# Prompt:
Please rescale the material below by rewriting every line, requests included, with each point coordinate in the answers multiplied by 0.45 and rounded to a whole number, halves rounded up. Leave the pictures out of your version.

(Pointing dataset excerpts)
--------------------

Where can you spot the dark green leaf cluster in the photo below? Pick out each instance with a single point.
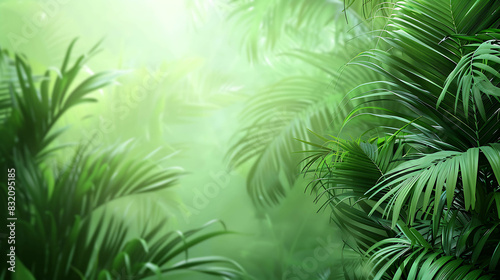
(423, 200)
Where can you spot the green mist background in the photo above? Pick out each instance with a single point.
(197, 79)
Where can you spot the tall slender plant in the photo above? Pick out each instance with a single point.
(422, 201)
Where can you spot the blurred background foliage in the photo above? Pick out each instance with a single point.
(218, 116)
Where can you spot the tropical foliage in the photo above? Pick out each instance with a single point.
(418, 195)
(63, 224)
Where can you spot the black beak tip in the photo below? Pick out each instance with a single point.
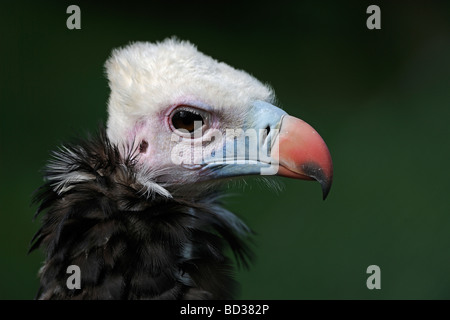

--------------------

# Result below:
Where can you spot the dark green leaf cluster in the photo below? Pick out each instance with a single point.
(190, 90)
Where can you spot the green mist background in the photo above? Pick out each instance with a single point.
(89, 36)
Where can you spot the tall slender plant in the photo above? Pick out each instance with a single point.
(190, 90)
Where can you spot the blurred background foliage in the photo above? Pick out each instance with a single point.
(98, 52)
Where can you spot the tropical foliage in the photo above? Pick out each instance with a single point.
(188, 88)
(28, 101)
Where can you spot the black beak tip in the photo below? Pick out each instance with a single point.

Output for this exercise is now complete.